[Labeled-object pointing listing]
....
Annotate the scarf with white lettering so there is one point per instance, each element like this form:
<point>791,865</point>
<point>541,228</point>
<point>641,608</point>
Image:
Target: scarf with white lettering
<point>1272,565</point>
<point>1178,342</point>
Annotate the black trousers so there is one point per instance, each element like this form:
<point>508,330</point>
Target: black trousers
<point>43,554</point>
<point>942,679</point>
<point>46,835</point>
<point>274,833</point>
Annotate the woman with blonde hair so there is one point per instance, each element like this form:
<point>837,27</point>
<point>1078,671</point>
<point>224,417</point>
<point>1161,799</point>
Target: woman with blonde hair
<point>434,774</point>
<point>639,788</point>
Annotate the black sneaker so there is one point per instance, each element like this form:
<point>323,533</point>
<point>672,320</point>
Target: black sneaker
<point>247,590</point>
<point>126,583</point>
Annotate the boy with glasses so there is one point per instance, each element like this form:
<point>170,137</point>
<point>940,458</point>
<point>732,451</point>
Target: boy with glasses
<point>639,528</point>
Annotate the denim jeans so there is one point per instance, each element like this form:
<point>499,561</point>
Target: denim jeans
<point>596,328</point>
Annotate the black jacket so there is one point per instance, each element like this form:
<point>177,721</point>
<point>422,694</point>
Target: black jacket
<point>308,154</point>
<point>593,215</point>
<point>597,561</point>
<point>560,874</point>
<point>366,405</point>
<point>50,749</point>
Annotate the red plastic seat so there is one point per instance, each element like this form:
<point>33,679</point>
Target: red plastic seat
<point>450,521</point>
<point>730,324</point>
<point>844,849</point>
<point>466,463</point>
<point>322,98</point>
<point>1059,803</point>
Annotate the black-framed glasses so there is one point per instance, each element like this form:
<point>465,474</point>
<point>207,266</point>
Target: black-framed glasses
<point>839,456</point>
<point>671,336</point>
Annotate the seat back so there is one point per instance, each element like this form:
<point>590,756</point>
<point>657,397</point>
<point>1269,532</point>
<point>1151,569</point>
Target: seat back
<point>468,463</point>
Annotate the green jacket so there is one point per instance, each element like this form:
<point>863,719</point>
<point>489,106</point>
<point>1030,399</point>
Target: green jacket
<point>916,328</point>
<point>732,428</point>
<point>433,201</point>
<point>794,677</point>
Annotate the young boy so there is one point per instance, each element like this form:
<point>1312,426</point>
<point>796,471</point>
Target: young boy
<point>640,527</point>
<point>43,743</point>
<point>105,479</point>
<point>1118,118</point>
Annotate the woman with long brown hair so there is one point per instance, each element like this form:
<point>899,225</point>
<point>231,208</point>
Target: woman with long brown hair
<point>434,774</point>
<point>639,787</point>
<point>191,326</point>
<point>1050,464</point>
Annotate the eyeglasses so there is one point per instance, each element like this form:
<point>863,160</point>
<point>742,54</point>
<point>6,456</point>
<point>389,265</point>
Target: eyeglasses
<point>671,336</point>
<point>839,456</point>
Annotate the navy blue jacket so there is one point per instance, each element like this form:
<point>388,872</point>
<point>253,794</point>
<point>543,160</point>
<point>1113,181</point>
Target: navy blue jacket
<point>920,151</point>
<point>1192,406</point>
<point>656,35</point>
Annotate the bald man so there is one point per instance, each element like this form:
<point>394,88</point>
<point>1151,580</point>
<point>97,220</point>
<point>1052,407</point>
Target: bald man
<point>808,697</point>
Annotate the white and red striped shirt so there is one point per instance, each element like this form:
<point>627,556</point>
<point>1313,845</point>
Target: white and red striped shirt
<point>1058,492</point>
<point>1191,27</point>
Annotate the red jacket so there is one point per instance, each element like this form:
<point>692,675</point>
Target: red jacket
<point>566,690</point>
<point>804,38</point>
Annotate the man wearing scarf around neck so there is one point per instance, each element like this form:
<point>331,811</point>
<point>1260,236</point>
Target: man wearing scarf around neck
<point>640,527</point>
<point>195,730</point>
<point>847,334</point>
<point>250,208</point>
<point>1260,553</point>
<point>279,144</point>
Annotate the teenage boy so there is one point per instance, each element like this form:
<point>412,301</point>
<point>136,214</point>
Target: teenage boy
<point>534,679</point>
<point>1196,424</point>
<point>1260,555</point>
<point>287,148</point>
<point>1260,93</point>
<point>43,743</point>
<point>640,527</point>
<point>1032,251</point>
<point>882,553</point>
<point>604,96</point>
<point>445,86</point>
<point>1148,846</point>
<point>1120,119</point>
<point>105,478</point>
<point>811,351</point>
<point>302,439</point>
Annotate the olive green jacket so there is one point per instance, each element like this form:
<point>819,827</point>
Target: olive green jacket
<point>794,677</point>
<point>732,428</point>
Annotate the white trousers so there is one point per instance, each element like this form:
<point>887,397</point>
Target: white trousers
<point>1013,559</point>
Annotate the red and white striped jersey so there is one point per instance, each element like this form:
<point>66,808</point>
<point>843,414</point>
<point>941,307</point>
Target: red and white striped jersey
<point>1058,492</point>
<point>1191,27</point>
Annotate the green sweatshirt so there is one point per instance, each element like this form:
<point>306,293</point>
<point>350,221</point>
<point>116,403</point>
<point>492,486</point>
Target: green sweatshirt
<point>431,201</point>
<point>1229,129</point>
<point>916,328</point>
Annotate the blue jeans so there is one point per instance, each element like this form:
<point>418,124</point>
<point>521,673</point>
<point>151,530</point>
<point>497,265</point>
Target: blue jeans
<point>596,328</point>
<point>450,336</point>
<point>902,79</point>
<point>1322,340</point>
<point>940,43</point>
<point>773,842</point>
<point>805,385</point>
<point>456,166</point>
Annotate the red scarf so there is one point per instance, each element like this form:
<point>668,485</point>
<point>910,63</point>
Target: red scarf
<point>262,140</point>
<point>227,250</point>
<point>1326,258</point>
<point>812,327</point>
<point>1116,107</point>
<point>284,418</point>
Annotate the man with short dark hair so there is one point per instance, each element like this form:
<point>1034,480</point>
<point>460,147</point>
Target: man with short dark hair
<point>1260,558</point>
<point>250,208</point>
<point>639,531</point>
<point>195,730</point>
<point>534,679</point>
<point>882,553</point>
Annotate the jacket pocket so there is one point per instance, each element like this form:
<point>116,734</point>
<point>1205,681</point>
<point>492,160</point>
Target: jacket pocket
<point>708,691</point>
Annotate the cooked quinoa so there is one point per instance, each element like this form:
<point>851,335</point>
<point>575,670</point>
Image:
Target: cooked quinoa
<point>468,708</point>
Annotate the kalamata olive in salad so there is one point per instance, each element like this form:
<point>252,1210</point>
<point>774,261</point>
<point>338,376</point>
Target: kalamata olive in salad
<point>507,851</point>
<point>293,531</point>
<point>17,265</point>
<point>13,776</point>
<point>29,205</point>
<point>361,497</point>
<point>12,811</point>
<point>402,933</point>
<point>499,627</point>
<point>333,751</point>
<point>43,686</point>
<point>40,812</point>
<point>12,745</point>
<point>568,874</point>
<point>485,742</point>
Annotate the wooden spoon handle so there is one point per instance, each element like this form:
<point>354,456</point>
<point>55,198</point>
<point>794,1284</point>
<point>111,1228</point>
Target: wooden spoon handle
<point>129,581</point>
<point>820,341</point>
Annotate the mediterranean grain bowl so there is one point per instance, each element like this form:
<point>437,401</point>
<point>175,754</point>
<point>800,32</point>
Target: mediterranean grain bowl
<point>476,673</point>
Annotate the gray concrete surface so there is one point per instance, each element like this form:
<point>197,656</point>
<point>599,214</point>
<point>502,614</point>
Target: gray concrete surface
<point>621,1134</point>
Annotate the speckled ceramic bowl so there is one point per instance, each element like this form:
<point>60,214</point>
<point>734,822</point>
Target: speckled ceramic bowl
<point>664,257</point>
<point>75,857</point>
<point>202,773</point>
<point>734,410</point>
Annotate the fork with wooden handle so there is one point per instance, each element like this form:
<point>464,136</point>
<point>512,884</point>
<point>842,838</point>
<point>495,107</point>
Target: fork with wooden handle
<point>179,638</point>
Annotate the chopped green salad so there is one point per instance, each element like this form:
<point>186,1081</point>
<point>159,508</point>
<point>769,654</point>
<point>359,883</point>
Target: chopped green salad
....
Copy the part of the listing that starts with the line containing "Annotate the green sweatshirt" and ends with the line containing "<point>708,691</point>", reproducing every line unchanged.

Annotate the green sweatshirt so there is one point per instance, each element like this form:
<point>306,293</point>
<point>350,221</point>
<point>116,403</point>
<point>492,486</point>
Target: green sweatshirt
<point>431,201</point>
<point>1229,129</point>
<point>916,328</point>
Annotate the blue jeans so there is one point per instance, each element like this form:
<point>418,124</point>
<point>521,673</point>
<point>151,530</point>
<point>497,265</point>
Target: blue jeans
<point>596,328</point>
<point>450,336</point>
<point>902,79</point>
<point>1322,340</point>
<point>940,43</point>
<point>773,842</point>
<point>805,385</point>
<point>456,166</point>
Annotate the red scarf so there is one point per instance, each element like this form:
<point>668,485</point>
<point>910,63</point>
Target: red scarf
<point>262,140</point>
<point>227,250</point>
<point>1326,258</point>
<point>812,327</point>
<point>1116,107</point>
<point>284,418</point>
Annotate the man with short dark hair so there is one point per instance, each element like this form:
<point>1034,480</point>
<point>460,147</point>
Target: man with short dark hair
<point>1260,558</point>
<point>250,208</point>
<point>639,531</point>
<point>195,730</point>
<point>534,679</point>
<point>882,553</point>
Annotate the jacket pocket so there is one point per instance, each element like this form:
<point>116,734</point>
<point>1205,681</point>
<point>492,160</point>
Target: jacket pocket
<point>708,691</point>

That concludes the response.